## Text shown:
A pianist of legendary fame and stature, Vladimir Horowitz was born in Kiev, Ukraine. His mother, herself a professional pianist, provided his first instruction at the piano and was the first to recognize his extraordinary talents; he studied further at the Kiev Conservatory. His first public appearance was a recital in Kiev on May 30, 1920, and in 1922 he gave a series of 15 concerts in Kharkov for which he was paid in food and clothing. Although Russia was still reeling from the revolution of 1917, Horowitz fashioned successful concert tours in major cities such as Moscow, Leningrad, and Kiev -- marking the beginning of a performing career of unflagging and spectacular success.
His first international appearance came with his 1926 trip to Berlin, soon after which followed concerts in Paris, London, and New York. Further appearances in the United States solidified his reputation as an exceptional virtuoso, and the country which was to become his adopted home embraced him warmly. He was invited to the White House to play for President Hoover in 1931, and in 1933 he married Wanda Toscanini -- the daughter of the famous conductor Arturo Toscanini, who would soon conduct Horowitz and the New York Philharmonic Orchestra in performances of the Beethoven piano concertos. Horowitz permanently settled in the United States in 1940 and achieved citizenship in 1944.

## What the task asks:
In the Horowitz biography, rename "Horowitz" to "Vladimir Horowitz" and write out the part from "His first international" to "citizenship in 1944." with that change.

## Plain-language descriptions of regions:
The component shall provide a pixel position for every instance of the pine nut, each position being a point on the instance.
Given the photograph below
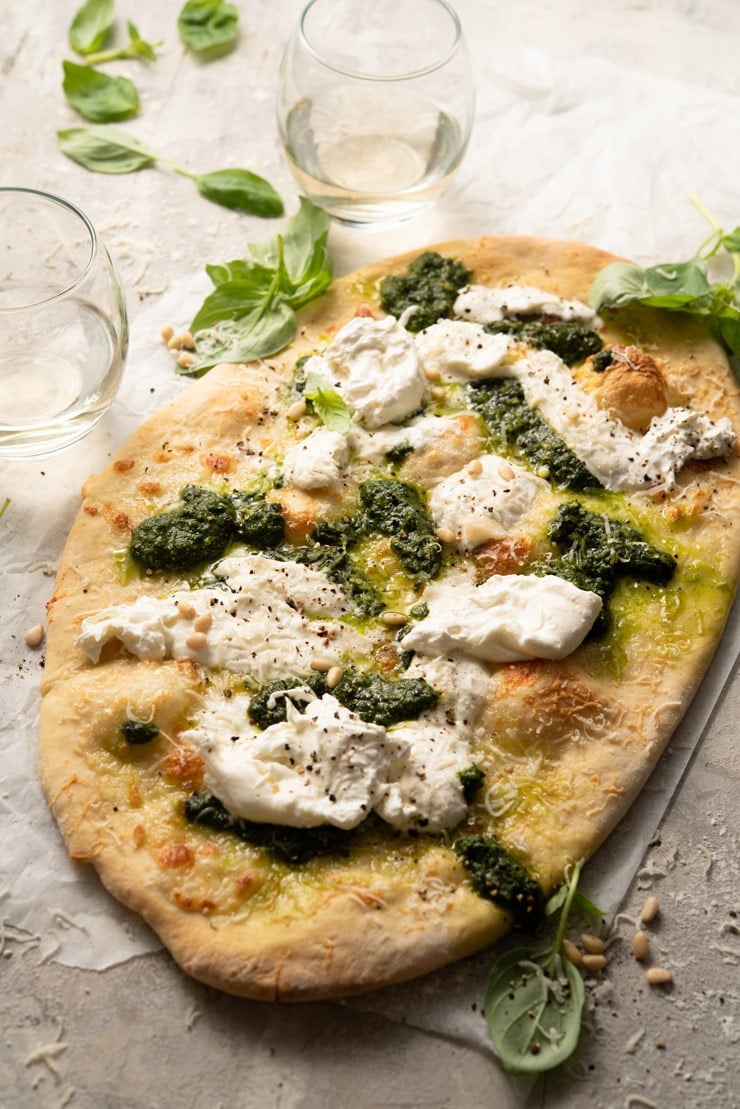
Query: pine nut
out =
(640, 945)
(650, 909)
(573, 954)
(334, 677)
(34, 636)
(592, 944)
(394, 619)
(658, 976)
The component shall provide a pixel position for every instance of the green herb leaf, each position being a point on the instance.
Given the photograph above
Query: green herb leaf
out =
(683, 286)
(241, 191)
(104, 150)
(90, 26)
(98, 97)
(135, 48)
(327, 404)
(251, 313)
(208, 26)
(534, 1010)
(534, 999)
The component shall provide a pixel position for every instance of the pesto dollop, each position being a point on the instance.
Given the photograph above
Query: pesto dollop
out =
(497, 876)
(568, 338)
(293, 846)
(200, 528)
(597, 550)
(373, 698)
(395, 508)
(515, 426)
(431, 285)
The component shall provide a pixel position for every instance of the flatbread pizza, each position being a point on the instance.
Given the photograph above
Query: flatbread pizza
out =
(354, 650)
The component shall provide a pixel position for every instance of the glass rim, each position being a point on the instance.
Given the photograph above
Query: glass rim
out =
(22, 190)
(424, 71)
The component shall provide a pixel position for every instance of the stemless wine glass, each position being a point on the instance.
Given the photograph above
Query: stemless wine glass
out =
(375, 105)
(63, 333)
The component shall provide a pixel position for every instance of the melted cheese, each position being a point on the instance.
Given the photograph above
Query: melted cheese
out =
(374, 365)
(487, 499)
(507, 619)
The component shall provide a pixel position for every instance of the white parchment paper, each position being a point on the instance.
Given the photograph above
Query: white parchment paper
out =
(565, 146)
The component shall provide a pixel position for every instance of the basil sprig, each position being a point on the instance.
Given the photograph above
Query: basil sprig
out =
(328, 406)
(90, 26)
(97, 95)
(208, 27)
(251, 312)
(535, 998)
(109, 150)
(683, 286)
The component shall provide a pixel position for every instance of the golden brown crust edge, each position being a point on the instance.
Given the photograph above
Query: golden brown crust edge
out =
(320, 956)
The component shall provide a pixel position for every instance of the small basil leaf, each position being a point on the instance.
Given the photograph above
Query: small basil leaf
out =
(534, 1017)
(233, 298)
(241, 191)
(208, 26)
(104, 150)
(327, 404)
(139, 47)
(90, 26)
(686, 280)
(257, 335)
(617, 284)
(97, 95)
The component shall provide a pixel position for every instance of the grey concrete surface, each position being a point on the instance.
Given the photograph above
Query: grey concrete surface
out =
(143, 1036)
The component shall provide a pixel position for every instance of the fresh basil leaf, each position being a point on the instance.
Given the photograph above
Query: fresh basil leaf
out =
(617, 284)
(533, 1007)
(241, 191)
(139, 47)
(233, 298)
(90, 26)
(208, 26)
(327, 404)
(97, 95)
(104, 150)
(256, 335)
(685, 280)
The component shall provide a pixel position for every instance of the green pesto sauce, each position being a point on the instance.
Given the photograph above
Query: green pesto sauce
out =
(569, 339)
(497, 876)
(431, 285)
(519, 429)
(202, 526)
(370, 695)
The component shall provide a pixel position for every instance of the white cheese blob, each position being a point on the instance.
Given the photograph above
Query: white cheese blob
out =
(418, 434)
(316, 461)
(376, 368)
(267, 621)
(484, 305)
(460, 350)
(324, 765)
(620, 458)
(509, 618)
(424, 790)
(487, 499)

---

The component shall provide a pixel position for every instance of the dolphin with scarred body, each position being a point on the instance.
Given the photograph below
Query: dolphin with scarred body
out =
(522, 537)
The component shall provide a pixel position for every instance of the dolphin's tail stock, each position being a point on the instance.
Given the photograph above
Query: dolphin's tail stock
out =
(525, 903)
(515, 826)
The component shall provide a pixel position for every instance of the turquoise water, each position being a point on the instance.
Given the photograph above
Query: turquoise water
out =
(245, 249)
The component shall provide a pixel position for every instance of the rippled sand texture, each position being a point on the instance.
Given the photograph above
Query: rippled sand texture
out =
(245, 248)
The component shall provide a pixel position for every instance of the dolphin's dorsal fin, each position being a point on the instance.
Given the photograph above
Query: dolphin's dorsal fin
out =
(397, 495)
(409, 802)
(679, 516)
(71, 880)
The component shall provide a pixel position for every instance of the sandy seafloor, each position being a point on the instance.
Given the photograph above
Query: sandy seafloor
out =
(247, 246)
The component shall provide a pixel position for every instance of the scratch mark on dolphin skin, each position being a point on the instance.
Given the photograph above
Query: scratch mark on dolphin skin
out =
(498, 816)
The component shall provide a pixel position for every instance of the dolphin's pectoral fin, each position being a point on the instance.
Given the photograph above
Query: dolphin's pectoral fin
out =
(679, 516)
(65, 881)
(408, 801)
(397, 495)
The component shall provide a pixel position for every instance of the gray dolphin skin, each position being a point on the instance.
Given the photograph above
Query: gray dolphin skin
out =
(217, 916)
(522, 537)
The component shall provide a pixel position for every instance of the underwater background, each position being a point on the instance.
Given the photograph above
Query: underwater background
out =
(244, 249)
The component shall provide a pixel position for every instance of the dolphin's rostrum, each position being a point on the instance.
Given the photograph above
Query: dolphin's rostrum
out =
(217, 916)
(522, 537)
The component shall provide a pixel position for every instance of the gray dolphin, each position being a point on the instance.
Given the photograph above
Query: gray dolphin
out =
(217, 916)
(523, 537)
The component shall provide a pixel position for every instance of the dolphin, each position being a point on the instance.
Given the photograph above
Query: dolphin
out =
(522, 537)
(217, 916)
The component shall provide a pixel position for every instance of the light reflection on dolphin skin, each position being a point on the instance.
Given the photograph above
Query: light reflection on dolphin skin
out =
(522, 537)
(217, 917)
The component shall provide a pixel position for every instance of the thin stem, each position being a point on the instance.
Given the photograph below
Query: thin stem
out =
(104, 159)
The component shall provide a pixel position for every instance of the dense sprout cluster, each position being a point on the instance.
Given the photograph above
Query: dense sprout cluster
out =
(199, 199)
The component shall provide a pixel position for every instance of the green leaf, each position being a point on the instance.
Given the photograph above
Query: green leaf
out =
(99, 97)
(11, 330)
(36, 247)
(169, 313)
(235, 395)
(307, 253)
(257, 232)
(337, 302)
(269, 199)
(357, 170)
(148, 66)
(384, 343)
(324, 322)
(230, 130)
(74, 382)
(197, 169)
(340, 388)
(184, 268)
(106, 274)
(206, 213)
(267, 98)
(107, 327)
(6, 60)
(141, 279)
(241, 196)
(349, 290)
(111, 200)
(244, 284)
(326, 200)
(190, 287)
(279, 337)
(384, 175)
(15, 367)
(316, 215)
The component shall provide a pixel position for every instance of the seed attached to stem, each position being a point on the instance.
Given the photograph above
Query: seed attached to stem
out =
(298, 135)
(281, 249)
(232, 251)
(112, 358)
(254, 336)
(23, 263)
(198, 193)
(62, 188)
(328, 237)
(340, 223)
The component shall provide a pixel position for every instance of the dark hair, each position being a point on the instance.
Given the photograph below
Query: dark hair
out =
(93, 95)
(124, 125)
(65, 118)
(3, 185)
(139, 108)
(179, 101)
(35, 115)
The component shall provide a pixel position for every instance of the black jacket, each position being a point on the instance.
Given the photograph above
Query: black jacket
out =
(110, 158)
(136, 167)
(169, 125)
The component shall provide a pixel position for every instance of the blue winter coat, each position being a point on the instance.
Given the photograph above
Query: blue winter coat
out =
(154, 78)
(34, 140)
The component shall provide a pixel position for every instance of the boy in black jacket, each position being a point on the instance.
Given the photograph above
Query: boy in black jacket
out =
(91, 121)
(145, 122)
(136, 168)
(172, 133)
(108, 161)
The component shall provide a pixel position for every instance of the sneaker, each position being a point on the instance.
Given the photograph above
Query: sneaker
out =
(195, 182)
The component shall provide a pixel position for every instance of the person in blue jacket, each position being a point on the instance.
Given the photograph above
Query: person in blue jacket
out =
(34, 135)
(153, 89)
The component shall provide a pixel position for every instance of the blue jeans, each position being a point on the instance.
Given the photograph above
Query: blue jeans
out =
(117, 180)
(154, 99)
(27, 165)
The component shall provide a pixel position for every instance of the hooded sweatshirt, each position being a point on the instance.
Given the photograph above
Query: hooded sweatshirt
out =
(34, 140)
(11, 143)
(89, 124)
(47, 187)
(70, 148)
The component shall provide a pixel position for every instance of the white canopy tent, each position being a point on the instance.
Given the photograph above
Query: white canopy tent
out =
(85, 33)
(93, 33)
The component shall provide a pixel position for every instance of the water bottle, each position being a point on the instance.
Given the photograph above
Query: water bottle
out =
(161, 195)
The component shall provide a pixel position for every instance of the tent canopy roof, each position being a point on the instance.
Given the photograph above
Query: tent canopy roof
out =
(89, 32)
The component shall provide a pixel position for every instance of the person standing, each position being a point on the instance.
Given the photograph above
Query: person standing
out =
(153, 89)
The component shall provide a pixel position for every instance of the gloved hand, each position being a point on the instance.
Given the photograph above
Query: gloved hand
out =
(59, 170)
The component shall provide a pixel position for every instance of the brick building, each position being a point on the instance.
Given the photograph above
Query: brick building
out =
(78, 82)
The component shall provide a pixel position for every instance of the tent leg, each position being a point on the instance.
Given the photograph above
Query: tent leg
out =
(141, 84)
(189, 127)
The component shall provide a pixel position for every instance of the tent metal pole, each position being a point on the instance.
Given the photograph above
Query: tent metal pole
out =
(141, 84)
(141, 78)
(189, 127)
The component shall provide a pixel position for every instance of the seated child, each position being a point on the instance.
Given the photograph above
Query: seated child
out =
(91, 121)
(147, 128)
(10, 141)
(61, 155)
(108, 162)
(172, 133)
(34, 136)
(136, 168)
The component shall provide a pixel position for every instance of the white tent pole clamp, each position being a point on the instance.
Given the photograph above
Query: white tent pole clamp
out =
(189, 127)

## Your response:
His first international appearance came with his 1926 trip to Berlin, soon after which followed concerts in Paris, London, and New York. Further appearances in the United States solidified his reputation as an exceptional virtuoso, and the country which was to become his adopted home embraced him warmly. He was invited to the White House to play for President Hoover in 1931, and in 1933 he married Wanda Toscanini -- the daughter of the famous conductor Arturo Toscanini, who would soon conduct Vladimir Horowitz and the New York Philharmonic Orchestra in performances of the Beethoven piano concertos. Vladimir Horowitz permanently settled in the United States in 1940 and achieved citizenship in 1944.